▶ _Source material_:
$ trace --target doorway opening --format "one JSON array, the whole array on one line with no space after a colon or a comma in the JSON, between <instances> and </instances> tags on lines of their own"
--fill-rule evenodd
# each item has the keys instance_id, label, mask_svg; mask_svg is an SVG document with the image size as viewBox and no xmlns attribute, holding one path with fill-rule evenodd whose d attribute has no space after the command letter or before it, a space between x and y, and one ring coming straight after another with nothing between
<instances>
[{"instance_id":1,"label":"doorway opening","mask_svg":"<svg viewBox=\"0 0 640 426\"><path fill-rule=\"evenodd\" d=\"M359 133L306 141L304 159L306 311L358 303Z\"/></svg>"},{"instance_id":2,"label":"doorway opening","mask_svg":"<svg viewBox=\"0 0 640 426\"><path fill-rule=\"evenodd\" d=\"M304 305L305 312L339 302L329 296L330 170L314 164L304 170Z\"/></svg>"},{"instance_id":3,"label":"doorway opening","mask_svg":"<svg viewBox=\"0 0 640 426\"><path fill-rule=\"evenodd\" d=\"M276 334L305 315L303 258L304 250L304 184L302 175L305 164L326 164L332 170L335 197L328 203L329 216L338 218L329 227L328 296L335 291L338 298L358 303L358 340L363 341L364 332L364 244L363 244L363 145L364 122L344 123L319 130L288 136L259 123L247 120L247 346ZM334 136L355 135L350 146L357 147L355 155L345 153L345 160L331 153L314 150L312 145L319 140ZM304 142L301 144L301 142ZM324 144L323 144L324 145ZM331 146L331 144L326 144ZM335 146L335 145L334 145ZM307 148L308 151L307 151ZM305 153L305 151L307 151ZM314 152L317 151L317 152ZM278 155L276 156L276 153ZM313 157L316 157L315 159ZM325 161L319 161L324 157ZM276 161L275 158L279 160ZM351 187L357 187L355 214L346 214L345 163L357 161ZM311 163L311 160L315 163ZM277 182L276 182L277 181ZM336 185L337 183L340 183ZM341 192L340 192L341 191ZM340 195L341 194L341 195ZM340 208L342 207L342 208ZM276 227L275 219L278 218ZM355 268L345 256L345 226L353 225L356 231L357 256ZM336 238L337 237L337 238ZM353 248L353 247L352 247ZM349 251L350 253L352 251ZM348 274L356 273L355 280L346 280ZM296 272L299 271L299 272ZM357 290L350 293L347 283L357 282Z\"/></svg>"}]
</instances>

▶ _What the task requires_:
Reproduce all of the data. Leave every line unchanged.

▶ _Solution below_:
$ trace --target doorway opening --format "one JSON array, the whole array on one line with no space after a colon or a comma in the JSON, between <instances> and </instances> tags on lines of their own"
--fill-rule evenodd
# each item has the keys instance_id, label, mask_svg; mask_svg is an SVG document with the image size as viewBox and no xmlns attribute, holding one path with fill-rule evenodd whose d attribute has no space after the command letter or before it, a space between x and y, and one ring coming straight after another with nothing between
<instances>
[{"instance_id":1,"label":"doorway opening","mask_svg":"<svg viewBox=\"0 0 640 426\"><path fill-rule=\"evenodd\" d=\"M359 133L306 141L304 159L306 311L358 303Z\"/></svg>"},{"instance_id":2,"label":"doorway opening","mask_svg":"<svg viewBox=\"0 0 640 426\"><path fill-rule=\"evenodd\" d=\"M304 305L305 312L339 302L329 296L330 170L314 164L304 170Z\"/></svg>"},{"instance_id":3,"label":"doorway opening","mask_svg":"<svg viewBox=\"0 0 640 426\"><path fill-rule=\"evenodd\" d=\"M276 334L305 315L303 258L304 250L304 184L302 175L305 164L326 164L332 170L335 197L328 203L329 216L338 218L329 227L328 296L335 291L338 298L358 303L358 340L363 341L364 332L364 244L363 244L363 145L364 122L344 123L319 130L288 136L259 123L247 120L247 346ZM334 136L355 135L350 146L357 147L355 155L345 153L345 160L331 153L314 150L312 145L319 140ZM304 142L301 144L301 142ZM324 144L323 144L324 145ZM331 146L331 144L326 144ZM335 146L335 145L334 145ZM307 148L308 151L307 151ZM305 153L305 151L307 151ZM314 152L317 151L317 152ZM278 155L276 156L276 153ZM313 157L316 157L315 159ZM325 161L319 161L324 157ZM276 161L275 158L279 160ZM351 187L357 187L355 214L346 214L345 163L357 161ZM311 163L311 160L315 163ZM277 182L276 182L277 181ZM336 185L337 183L340 183ZM341 192L340 192L341 191ZM340 195L341 194L341 195ZM340 208L342 207L342 208ZM276 227L275 219L278 218ZM355 268L345 256L345 226L353 225L356 231L357 256ZM336 238L337 237L337 238ZM353 248L353 247L352 247ZM349 251L350 253L352 251ZM348 274L356 273L355 280L346 280ZM296 272L299 271L299 272ZM357 290L350 293L347 283L357 282Z\"/></svg>"}]
</instances>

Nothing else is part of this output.